Prometheus is an open-source monitoring and alerting system originally developed by SoundCloud in 2012. It has become the de facto standard for monitoring cloud-native applications and is a graduated project of the Cloud Native Computing Foundation (CNCF).
Note
Prometheus is designed for reliability and scalability, making it ideal for monitoring microservices, containers, and distributed systems in dynamic environments.
What is Prometheus?
Prometheus is a time-series database and monitoring system that collects metrics from configured targets at given intervals, evaluates rule expressions, displays results, and can trigger alerts when specified conditions are met.
Key Characteristics
- Pull-based model: Prometheus scrapes metrics from HTTP endpoints
- Time-series data: All data is stored as time-series with timestamps
- PromQL: Powerful functional query language for data analysis
- Multi-dimensional data: Metrics can have multiple labels for flexible querying
- No dependencies: Single binary with local storage
- Service discovery: Automatic discovery of monitoring targets
Core Components
Prometheus Server
The main component that scrapes and stores time-series data, and serves queries via PromQL.
Client Libraries
Libraries for instrumenting application code in various programming languages (Go, Java, Python, .NET, etc.).
Pushgateway
Allows ephemeral and batch jobs to push metrics to Prometheus.
Exporters
Third-party tools that export metrics from existing systems (databases, hardware, messaging systems, etc.).
Alertmanager
Handles alerts sent by Prometheus server and routes them to various notification channels.
How Prometheus Works
1. Metrics Collection
Prometheus uses a pull model to collect metrics:
# prometheus.yml configuration
global:
scrape_interval: 15s
scrape_configs:
- job_name: 'prometheus'
static_configs:
- targets: ['localhost:9090']
- job_name: 'node-exporter'
static_configs:
- targets: ['localhost:9100']
- job_name: 'application'
static_configs:
- targets: ['app1:8080', 'app2:8080']
2. Data Model
Prometheus stores all data as time-series, identified by:
- Metric name: Describes the feature being measured
- Labels: Key-value pairs for multi-dimensional data
- Timestamp: When the measurement was taken
- Value: The numeric measurement
Example metric:
http_requests_total{method="GET", handler="/api/users", status="200"} 1027
3. Metric Types
Counter
Cumulative metric that only increases (or resets to zero):
http_requests_total
process_cpu_seconds_total
Gauge
Metric that can go up and down:
memory_usage_bytes
cpu_temperature_celsius
active_connections
Histogram
Samples observations and counts them in configurable buckets:
http_request_duration_seconds
response_size_bytes
Summary
Similar to histogram but calculates quantiles over a sliding time window:
request_duration_seconds{quantile="0.5"}
request_duration_seconds{quantile="0.9"}
PromQL - Prometheus Query Language
PromQL is a functional query language that allows you to select and aggregate time-series data.

◆ **SET PROBLEM A**
Give the Prometheus overview again, starting at "What is Prometheus?" and ending at "conditions are met.", swapping "monitoring system" for "observability platform".
◆ **SET PROBLEM B**
Which metric types does the Prometheus overview name?

◆ **SUPPLIED INFORMATION**
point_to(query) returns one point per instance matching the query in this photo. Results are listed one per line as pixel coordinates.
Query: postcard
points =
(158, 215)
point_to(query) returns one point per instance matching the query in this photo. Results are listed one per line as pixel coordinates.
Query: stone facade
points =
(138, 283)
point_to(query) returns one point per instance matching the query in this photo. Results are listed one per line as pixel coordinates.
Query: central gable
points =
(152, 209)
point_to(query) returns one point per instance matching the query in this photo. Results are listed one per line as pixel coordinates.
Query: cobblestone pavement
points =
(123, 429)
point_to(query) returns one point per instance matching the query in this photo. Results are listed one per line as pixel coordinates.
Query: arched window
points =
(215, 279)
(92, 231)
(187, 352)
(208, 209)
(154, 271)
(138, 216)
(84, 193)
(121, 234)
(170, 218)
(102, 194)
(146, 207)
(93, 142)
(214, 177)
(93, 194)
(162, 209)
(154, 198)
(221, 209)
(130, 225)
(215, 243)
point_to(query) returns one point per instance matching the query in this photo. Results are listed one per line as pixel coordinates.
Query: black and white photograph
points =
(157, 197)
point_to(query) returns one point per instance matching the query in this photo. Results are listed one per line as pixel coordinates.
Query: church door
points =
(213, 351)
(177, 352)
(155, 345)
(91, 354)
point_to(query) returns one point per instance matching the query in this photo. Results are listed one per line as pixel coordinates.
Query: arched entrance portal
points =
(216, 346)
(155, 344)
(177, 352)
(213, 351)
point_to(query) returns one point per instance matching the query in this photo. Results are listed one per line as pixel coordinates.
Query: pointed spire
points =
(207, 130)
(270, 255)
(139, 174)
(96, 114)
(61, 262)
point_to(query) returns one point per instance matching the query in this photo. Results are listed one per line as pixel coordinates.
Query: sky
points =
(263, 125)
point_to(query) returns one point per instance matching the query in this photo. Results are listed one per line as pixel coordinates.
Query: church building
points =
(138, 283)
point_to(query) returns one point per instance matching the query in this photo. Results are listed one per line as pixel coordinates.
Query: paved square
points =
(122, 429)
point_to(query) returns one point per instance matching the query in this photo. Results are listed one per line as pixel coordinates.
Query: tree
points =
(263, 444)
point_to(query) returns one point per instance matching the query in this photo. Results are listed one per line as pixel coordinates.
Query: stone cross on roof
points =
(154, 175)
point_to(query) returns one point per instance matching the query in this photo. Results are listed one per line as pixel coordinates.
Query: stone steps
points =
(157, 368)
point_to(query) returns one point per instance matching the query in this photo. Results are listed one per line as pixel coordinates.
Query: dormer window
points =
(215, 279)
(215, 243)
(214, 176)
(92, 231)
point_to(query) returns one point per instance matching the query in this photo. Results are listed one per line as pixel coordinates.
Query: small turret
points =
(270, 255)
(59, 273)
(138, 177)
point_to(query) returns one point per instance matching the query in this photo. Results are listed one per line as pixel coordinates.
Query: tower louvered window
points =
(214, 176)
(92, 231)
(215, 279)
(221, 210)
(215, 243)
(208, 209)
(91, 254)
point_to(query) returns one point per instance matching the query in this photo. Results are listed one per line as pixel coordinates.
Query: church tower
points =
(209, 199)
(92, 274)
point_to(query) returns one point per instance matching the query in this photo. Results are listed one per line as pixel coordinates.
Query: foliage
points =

◆ **FULL ANSWER A**
What is Prometheus?
Prometheus is a time-series database and observability platform that collects metrics from configured targets at given intervals, evaluates rule expressions, displays results, and can trigger alerts when specified conditions are met.

◆ **FULL ANSWER B**
Counter, Gauge, Histogram, Summary